:: SOURCE INFORMATION

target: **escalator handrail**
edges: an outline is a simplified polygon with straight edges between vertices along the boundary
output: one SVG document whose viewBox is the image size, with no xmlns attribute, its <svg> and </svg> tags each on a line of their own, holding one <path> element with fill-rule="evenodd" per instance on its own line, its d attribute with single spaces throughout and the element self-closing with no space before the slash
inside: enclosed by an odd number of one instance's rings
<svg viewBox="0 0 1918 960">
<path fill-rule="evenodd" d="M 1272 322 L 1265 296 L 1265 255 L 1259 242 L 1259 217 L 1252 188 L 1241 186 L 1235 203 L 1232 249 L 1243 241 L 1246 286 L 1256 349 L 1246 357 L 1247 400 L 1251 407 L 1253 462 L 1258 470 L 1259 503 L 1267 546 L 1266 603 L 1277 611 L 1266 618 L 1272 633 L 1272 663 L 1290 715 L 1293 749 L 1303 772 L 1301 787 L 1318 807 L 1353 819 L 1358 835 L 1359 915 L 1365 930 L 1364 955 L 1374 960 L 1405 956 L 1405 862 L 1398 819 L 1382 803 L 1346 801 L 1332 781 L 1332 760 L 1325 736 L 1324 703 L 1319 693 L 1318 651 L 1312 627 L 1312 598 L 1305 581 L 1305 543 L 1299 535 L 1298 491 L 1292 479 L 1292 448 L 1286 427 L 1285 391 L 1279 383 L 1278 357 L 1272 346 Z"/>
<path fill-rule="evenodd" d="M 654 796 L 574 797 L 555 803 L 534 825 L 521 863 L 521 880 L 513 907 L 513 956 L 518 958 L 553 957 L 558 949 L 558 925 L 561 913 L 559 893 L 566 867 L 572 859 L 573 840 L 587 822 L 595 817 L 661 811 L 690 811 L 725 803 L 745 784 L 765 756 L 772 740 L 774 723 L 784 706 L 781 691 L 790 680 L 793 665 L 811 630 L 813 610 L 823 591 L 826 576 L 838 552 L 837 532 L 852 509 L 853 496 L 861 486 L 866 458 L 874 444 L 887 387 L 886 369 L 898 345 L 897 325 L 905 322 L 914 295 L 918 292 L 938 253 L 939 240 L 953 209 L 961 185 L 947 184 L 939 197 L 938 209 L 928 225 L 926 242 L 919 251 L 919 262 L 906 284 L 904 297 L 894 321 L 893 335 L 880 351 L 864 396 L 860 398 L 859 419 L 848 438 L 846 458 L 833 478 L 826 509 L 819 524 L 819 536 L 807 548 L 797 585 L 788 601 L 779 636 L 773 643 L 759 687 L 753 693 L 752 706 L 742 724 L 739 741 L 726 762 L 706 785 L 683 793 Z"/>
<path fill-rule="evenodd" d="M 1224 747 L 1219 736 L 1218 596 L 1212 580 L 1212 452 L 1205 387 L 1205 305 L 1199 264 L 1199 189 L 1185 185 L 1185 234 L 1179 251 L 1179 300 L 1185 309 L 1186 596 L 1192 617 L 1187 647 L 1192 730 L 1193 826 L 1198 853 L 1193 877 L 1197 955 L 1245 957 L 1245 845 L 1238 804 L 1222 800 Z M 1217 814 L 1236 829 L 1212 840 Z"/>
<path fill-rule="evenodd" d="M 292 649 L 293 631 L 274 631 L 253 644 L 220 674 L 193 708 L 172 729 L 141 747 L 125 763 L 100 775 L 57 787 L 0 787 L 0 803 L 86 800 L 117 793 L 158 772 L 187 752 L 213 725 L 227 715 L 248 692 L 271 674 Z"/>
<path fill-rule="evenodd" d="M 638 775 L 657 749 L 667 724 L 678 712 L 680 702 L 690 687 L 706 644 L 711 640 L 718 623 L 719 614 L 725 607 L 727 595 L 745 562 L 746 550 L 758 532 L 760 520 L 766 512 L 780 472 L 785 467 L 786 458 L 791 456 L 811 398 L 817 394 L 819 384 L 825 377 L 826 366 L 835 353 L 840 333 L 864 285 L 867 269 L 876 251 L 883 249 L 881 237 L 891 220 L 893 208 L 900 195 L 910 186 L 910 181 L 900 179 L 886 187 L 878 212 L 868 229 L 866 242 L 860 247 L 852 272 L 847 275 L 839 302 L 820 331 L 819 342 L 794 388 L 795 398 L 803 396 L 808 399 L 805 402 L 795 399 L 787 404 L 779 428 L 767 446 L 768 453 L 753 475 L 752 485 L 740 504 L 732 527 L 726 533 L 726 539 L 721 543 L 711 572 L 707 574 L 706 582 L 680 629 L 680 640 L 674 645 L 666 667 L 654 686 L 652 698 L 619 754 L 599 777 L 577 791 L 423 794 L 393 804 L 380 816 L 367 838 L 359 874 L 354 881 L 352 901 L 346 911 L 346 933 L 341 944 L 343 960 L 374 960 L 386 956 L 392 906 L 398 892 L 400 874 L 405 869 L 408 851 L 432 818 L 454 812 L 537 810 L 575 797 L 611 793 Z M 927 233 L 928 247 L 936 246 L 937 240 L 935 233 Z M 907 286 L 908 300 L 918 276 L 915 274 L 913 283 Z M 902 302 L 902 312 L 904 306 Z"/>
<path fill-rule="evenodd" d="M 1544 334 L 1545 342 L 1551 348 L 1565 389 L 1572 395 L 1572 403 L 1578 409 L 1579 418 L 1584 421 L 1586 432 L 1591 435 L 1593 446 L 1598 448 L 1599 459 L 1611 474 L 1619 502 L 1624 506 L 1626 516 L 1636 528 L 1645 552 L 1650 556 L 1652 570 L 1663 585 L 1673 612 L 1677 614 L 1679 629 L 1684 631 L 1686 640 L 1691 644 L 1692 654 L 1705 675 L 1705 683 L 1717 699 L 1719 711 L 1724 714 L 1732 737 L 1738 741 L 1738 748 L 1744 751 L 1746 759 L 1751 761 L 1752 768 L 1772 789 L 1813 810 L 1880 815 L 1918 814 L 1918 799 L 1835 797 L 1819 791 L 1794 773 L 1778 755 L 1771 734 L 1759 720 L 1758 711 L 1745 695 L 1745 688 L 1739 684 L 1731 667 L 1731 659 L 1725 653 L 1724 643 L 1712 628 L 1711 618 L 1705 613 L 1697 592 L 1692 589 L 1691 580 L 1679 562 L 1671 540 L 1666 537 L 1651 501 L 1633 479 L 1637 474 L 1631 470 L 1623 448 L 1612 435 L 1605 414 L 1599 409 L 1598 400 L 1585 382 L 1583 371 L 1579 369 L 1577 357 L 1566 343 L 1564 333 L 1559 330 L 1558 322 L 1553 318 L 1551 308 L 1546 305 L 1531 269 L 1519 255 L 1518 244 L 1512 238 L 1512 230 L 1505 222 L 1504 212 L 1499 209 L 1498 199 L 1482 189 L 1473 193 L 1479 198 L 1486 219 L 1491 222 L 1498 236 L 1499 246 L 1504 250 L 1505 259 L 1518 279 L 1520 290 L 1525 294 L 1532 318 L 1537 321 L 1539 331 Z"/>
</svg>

::::

§ **DIRECTIONS**: Among the entries above, the lines between the ones containing "edges: an outline" and "output: one SVG", inclusive, are to be transcribed exactly. No other line is to be given.

§ **ANSWER SECTION**:
edges: an outline is a simplified polygon with straight edges between vertices along the boundary
output: one SVG document whose viewBox is the image size, with no xmlns attribute, its <svg> and </svg> tags each on a line of their own, holding one <path> element with fill-rule="evenodd" per instance on its own line, its d attribute with single spaces throughout and the element self-closing with no space before the slash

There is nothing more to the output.